--- BEGIN Excerpt ---

American announces ‘transformational’ order but may not end analyst criticism
American Airlines seemed to be answering criticism from analysts that its cornerstone strategy and joint business agreements were not enough for future success with its 460-aircraft order for Boeing and Airbus narrowbody aircraft. Clearly analysts weren’t buying it, with one suggesting it was designed to distract from yet another quarter of losses – this time USD268 million, down from the first quarter but up from the near break-even results in 2Q2010.
During the first quarter call, they pleaded with CEO Gerard Arpey to tell them there is more than just the cornerstone strategy and achieving labour parity with peers, which they have discounted as something that would never happen or at least not soon enough to help the ailing Dallas-based company.
The continued skepticism of analysts is despite the fact the order – operating leases with no risk to the balance sheet – comes with USD13 billion in financing in place for the first 230 which begin delivery in 2013. And despite the fact that it addressed one of its most critical problems, rising fuel costs and the oldest fleet in the US.
While American executives extolled the virtues of the order noting it finances its entire order book through 2017, Dahlman Rose Analyst Helane Becker was not enthusiastic. “The debt associated with those aircraft will be off balance sheet as the aircraft are being financed under operating leases,” she wrote in a research note. “In general, we capitalise the off-balance-sheet debt at seven-times first-year rental rates, so we are looking at debt increasing, not decreasing through this order.”
She noted current debt now stands at USD17.1 billion, including USD5.2 million in off-balance-sheet debt. Net debt, she said, stands at USD11.9 billion at quarter-end. AMR will have an opportunity to pay down this debt, as it takes delivery of aircraft beginning in 2012. She also noted the company ended the quarter with USD5.6 billion in total cash, of which USD457 million is restricted cash. The current cash balance compares to 2Q2010 total cash of USD5.5 billion, of which USD461 million was restricted.
Mr Arpey noted that order speculation was on whether the carrier would order Boeing and Airbus, adding that it was not that kind of a contest, commending the manufacturers for recognising that neither had everything American needed. “When you think about it the current generation aircraft we are ordering has a 35% fuel savings over what we are flying now,” he said. “If you jump out to 2017 when the next generation aircraft will be delivered we’ll take another big, 15% bite at fuel efficiency versus today’s technology. If you look at the pure replacement economics this was a no brainer, an economic home run from day one.” He noted there would also be maintenance and other savings as well.
President Tom Horton chimed in to say: “As we evaluated the proposals, they got better and better as we went along. Each deal was so compelling we wanted to do both.”
With financing in place through 2017, American’s exposure to fluctuations in the financing market has also been reduced. It assigned a net present value of about USD1.5 billion or about USD3.3 million per aircraft.
“This is really important to making us competitive,” said Mr Horton.

--- END Excerpt ---
--- BEGIN Listed entries ---

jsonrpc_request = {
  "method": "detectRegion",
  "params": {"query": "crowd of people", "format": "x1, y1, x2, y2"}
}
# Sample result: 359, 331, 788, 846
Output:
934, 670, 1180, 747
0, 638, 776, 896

--- END Listed entries ---

Please continue the article above about American Airlines' 460-aircraft order from where it stops, adding a few paragraphs that carry on its account.

Clarity comes to narrowbody market
The order also ends Boeing’s dithering on whether it will re-engine its current 737 or provide a clean-sheet aircraft at the end of this decade. A clean-sheet, narrowbody design will now not come until the end of the next decade. Boeing CEO Jim Albaugh, during the press conference, cited the quickening need in the market for more fuel efficiency for its re-engining decision. He also said customers wanted certainty in deliveries, something that it has not been able to delivery with the 787 because of the new technology being offered and supply chain problems.
He said that the new technology represented by the 787 was not ready for prime time when it comes to production. Airbus CEO Tom Enders agreed saying the production for the new technology was not mature yet which also figured in its decision to do the re-engining of the Airbus narrowbody family.
Of course, the press could not resist a jab at Mr Albaugh, reminding him of his comments that there was no compelling case for a re-engined 737 and few people would buy it. However, Boeing tipped to its re-engine plans during the pre-Paris briefing when it showed that a 737-700 re-engined aircraft would be 8% better in cash operating costs than the A320neo. Yesterday, Mr Albaugh said that it can improve on the 737NG by 12-15%.
Boeing narrowbody orders year to 12-Jul-2011
|United States Navy||B737-800A||21-Jan-11||6|
|Business Jet / VIP Customer(s)||B737-700BBJ||24-Jan-11||1|
|EL AL Israel Airlines||B737-900ER||22-Mar-11||4|
|MIAT Mongolian Airlines||B737-800||31-May-11||2|
|Norwegian Air Shuttle ASA||B737-800||15-Jun-11||15|
|Air Lease Corporation||B737-800||17-Jun-11||6|
|Business Jet / VIP Customer(s)||B737NG||12-Jul-11||1|
Airbus narrowbody orders year to 30-Jun-2011
|Thomas Cook Airlines Scandinavia A/S||A321||26-Jan-11||12|
|Air Lease Corporation||A321||21-Jun-11||1|
Barclays Capital put R&D for the new Boeing bird at between USD2 billion-2.5 billion pegging it at the higher end owing to USD1 billion in costs to bring the 737NG to current FAA standards in addition to USD1.5 billion for the re-engining which will include a great deal of new engineering.
It expects the bulk of the re-engining work to occur in the 2013-2015 time frame. “We've already incorporated most of this up-tick in our estimates, and we suspect R&D numbers across the Street are already higher than needed even with this new programme,” it wrote. “We see just above USD2 billion for BCA R&D (still down several hundred million from current levels). Although the 737 RE will require some upfront investment, it will likely perpetuate the production of Boeing's most profitable airplane well into the future. Frankly, we think the re-engining choice was the best possible outcome for Boeing shares, as do-nothing and an all-new plane were both viewed less favourably by the market, in our opinion.”
Boeing's decision also finally provides clarity to Embraer who has been waiting for the Chicago-based company to make up its mind. The order is more bad news for Bombardier given Mr Arpey's remarks saying this closes the gap between American Eagle’s CRJs and mainline narrowbodies clearly precluding an order for the Bombardier CSeries.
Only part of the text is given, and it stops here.